* EXERCISE PROMPT
Track down each line below containing the string "hair" and copy it.

* AVAILABLE DATA
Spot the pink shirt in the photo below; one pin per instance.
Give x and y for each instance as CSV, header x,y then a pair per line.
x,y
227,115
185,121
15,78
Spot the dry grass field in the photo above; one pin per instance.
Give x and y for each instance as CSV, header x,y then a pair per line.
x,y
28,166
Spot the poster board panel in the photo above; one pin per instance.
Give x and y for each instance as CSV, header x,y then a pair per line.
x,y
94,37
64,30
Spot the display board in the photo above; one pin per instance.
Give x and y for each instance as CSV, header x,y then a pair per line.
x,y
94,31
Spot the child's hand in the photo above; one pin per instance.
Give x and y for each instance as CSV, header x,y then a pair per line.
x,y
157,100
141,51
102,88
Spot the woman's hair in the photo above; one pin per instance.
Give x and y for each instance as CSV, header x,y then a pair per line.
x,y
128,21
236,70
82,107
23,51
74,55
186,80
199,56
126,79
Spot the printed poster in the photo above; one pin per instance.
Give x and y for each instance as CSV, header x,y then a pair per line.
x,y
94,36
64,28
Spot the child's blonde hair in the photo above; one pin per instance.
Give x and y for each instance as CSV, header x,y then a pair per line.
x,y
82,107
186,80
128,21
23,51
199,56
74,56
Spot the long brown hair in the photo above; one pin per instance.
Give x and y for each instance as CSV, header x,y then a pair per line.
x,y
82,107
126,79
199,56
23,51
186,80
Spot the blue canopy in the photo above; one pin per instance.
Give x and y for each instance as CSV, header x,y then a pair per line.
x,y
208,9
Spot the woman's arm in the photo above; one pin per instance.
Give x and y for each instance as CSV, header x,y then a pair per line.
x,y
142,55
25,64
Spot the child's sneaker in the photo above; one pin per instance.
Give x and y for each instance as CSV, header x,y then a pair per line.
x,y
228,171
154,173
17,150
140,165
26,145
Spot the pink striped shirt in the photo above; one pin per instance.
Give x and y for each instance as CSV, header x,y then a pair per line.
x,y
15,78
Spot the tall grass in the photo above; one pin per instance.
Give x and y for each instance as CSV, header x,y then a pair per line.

* RESULT
Spot the woman's hair in the photo above; one pin per instance.
Spot the child's blonde hair in the photo above; one pin per instance.
Spot the long brown hair in the photo above; one pin per instance.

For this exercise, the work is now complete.